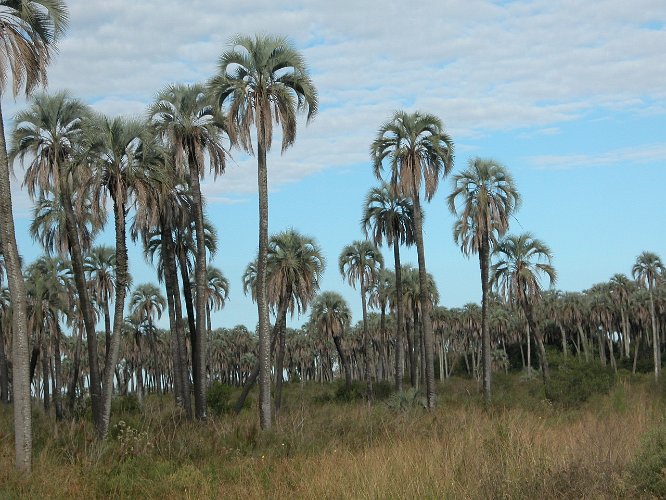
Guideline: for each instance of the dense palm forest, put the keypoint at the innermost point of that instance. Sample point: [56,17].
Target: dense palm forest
[79,338]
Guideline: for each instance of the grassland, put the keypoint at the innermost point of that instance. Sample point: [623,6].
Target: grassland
[611,446]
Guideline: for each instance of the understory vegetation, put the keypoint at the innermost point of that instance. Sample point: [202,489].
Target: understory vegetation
[326,443]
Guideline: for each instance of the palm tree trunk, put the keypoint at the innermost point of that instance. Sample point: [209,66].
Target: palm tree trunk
[655,336]
[4,370]
[262,303]
[484,252]
[279,361]
[85,305]
[199,350]
[181,373]
[20,349]
[118,312]
[425,305]
[366,342]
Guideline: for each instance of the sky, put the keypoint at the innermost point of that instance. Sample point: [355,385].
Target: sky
[569,95]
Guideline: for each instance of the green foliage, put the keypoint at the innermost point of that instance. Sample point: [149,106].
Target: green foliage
[405,400]
[648,469]
[219,398]
[355,392]
[573,382]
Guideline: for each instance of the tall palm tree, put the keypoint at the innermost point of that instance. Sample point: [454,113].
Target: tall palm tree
[331,315]
[189,123]
[29,31]
[264,80]
[295,266]
[387,215]
[361,261]
[520,263]
[147,304]
[418,153]
[99,264]
[646,270]
[486,197]
[121,152]
[49,132]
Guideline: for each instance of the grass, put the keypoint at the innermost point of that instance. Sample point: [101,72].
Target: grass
[522,447]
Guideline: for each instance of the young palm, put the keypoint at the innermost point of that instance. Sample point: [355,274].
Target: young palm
[331,315]
[418,153]
[361,261]
[486,197]
[387,215]
[264,80]
[520,263]
[49,133]
[185,118]
[646,270]
[147,304]
[29,31]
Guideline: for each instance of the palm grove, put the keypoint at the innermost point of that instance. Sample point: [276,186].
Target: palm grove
[79,165]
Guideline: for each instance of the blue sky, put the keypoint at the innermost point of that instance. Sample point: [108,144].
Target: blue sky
[568,95]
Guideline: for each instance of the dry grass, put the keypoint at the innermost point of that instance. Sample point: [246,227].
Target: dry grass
[522,447]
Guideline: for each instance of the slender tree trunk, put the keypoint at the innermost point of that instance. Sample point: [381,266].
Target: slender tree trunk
[4,370]
[655,336]
[76,368]
[252,377]
[57,373]
[262,302]
[279,362]
[199,350]
[122,279]
[366,342]
[425,304]
[484,252]
[181,372]
[20,349]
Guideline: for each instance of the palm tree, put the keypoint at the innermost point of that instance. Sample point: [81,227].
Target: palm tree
[361,261]
[646,270]
[387,215]
[331,315]
[29,30]
[263,80]
[487,197]
[418,152]
[121,153]
[49,132]
[187,121]
[146,304]
[99,264]
[295,266]
[521,261]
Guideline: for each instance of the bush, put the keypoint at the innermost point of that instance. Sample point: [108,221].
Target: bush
[218,398]
[648,469]
[572,382]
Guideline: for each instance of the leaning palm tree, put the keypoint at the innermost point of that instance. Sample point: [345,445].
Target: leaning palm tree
[418,153]
[331,315]
[49,133]
[646,270]
[29,30]
[121,153]
[486,197]
[361,261]
[186,119]
[263,79]
[520,263]
[387,215]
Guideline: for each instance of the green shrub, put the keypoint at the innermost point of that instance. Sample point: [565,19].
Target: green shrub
[572,382]
[648,468]
[219,398]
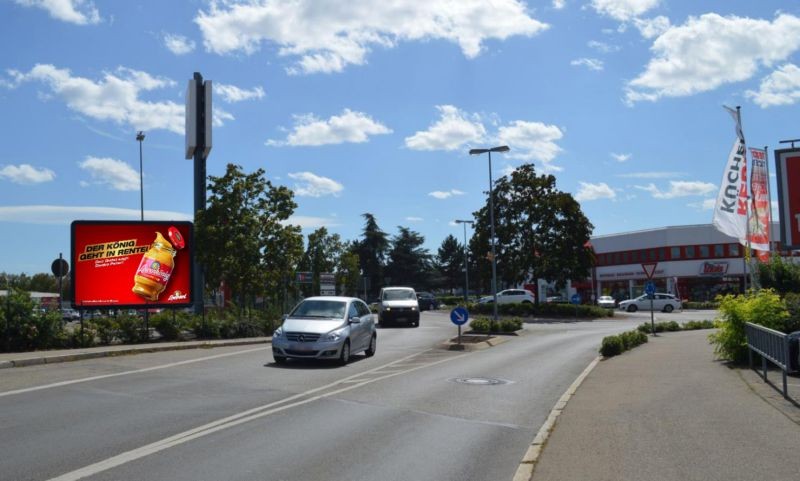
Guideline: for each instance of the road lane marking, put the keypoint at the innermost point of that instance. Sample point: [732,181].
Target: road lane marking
[126,373]
[241,418]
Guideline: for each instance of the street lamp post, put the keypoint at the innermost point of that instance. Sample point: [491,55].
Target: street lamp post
[466,259]
[499,149]
[140,138]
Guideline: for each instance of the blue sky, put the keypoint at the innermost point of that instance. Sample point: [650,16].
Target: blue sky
[365,106]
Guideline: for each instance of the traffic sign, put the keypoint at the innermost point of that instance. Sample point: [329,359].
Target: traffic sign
[459,316]
[650,289]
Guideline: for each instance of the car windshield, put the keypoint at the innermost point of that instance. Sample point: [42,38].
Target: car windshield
[319,309]
[398,295]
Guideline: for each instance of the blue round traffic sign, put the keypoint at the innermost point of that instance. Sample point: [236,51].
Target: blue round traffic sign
[459,316]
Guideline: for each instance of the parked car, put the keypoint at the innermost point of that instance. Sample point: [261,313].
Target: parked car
[427,301]
[325,327]
[510,296]
[661,302]
[606,301]
[69,314]
[398,304]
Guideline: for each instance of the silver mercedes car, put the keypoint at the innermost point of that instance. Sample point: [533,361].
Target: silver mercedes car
[325,327]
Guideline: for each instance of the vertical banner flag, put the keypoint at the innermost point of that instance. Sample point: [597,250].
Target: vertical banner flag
[760,208]
[730,211]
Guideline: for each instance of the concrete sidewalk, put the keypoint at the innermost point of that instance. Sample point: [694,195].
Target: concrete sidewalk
[667,410]
[21,359]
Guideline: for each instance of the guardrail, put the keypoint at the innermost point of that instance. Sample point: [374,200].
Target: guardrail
[772,345]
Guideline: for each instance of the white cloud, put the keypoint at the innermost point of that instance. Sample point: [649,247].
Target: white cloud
[328,35]
[679,188]
[589,191]
[64,215]
[590,63]
[310,222]
[706,204]
[446,194]
[651,175]
[712,50]
[114,173]
[79,12]
[623,10]
[353,127]
[312,185]
[114,98]
[26,174]
[532,141]
[602,47]
[652,27]
[452,131]
[178,44]
[781,87]
[232,93]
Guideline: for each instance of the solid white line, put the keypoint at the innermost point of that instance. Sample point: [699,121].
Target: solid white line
[126,373]
[234,420]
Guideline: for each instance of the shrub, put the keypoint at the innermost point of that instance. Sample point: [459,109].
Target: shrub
[764,307]
[612,346]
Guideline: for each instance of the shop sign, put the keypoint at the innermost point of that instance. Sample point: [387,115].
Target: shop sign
[713,268]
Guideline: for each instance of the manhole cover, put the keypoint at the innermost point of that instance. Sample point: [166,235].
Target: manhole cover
[479,381]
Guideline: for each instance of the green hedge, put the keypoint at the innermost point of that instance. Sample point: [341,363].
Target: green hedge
[615,345]
[484,325]
[552,310]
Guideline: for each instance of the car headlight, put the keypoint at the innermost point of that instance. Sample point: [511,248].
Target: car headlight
[334,336]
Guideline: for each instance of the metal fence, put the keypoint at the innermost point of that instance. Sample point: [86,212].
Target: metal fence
[772,345]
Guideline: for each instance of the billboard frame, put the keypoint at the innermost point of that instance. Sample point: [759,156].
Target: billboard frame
[146,305]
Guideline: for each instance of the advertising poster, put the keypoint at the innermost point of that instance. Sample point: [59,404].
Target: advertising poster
[132,264]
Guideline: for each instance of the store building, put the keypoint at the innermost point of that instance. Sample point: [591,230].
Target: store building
[695,262]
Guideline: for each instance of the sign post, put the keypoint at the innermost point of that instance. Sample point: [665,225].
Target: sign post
[650,290]
[459,316]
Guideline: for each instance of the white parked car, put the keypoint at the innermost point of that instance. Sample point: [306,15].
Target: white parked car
[509,296]
[607,302]
[661,302]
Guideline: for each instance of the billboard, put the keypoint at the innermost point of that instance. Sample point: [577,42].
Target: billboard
[132,264]
[787,162]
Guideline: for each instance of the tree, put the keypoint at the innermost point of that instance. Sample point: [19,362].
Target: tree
[242,229]
[371,250]
[409,263]
[450,262]
[322,255]
[541,232]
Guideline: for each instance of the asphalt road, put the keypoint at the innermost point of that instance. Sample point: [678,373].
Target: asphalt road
[230,413]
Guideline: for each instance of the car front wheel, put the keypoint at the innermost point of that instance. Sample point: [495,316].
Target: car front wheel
[344,356]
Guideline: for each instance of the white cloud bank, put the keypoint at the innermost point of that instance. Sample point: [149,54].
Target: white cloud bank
[679,188]
[26,174]
[79,12]
[312,185]
[350,126]
[711,50]
[111,172]
[329,35]
[64,215]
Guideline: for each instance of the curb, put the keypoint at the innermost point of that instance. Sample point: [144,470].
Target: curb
[55,359]
[526,466]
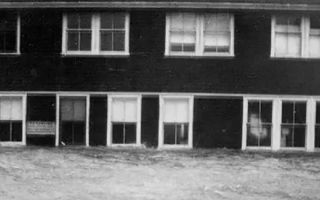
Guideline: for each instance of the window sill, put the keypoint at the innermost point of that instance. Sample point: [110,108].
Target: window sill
[10,54]
[209,56]
[95,54]
[11,144]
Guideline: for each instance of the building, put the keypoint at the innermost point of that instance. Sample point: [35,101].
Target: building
[241,74]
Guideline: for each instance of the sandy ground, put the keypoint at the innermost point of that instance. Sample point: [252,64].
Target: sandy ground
[36,173]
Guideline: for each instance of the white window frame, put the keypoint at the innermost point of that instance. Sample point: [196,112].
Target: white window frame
[18,32]
[162,99]
[199,45]
[95,38]
[305,33]
[277,122]
[58,98]
[109,121]
[24,126]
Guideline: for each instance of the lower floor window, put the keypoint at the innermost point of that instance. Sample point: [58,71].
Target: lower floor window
[259,123]
[124,120]
[176,133]
[11,119]
[176,121]
[293,124]
[124,133]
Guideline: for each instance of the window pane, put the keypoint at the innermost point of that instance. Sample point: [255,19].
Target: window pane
[314,45]
[4,131]
[73,39]
[73,21]
[280,44]
[119,20]
[169,134]
[85,21]
[176,21]
[16,108]
[130,110]
[300,113]
[117,133]
[259,135]
[118,110]
[17,131]
[5,108]
[66,110]
[266,112]
[79,133]
[106,41]
[80,110]
[318,113]
[293,136]
[189,22]
[85,41]
[106,21]
[130,133]
[182,133]
[119,38]
[317,137]
[287,112]
[10,41]
[294,44]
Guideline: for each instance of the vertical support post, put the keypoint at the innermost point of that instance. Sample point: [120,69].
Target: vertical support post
[160,128]
[191,105]
[57,120]
[87,119]
[109,120]
[24,119]
[138,138]
[311,119]
[244,123]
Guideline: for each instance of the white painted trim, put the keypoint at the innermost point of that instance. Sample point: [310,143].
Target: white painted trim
[57,139]
[87,119]
[95,38]
[162,99]
[138,122]
[199,45]
[24,119]
[244,123]
[59,96]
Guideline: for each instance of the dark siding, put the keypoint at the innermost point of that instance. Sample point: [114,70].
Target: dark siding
[41,67]
[98,121]
[149,121]
[217,123]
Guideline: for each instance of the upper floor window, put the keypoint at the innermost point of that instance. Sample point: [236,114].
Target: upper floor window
[193,34]
[295,37]
[96,33]
[9,33]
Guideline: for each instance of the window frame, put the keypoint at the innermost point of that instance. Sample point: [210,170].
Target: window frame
[199,42]
[95,37]
[24,126]
[109,120]
[305,38]
[18,37]
[162,99]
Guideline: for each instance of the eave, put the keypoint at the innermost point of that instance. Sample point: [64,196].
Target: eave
[164,5]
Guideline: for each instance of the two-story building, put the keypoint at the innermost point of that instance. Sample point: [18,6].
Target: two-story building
[239,74]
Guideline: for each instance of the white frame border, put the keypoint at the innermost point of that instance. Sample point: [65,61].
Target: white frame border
[95,38]
[162,98]
[58,98]
[109,121]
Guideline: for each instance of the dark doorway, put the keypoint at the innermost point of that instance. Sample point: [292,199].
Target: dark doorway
[217,123]
[41,120]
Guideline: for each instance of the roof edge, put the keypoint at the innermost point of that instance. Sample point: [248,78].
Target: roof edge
[172,4]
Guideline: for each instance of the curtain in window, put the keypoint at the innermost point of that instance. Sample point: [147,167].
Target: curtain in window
[124,110]
[10,108]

=======

Copy verbatim every line from the one containing "Guideline: for each instance of the white frame" through the final line of the entries, including both ends.

Guideline: for each instance of the white frame border, put the keypoint at the innermost point of that instance. Sample point: [65,61].
Target: white frame border
[95,38]
[162,98]
[58,98]
[109,121]
Guideline: for each instance of the dark doorway, put the keypoint at the innermost point of that instance. Sample point: [292,199].
Target: dark doorway
[217,123]
[41,120]
Guideline: for each instance of the roof edge, put the keypoint at the innermost point of that instance. Sample point: [248,78].
Target: roof edge
[172,4]
Guideline: for each instance of the curtain in window, put the keypoint at the innermost point of that instance. Sample point: [147,167].
Target: curtain in window
[124,110]
[10,108]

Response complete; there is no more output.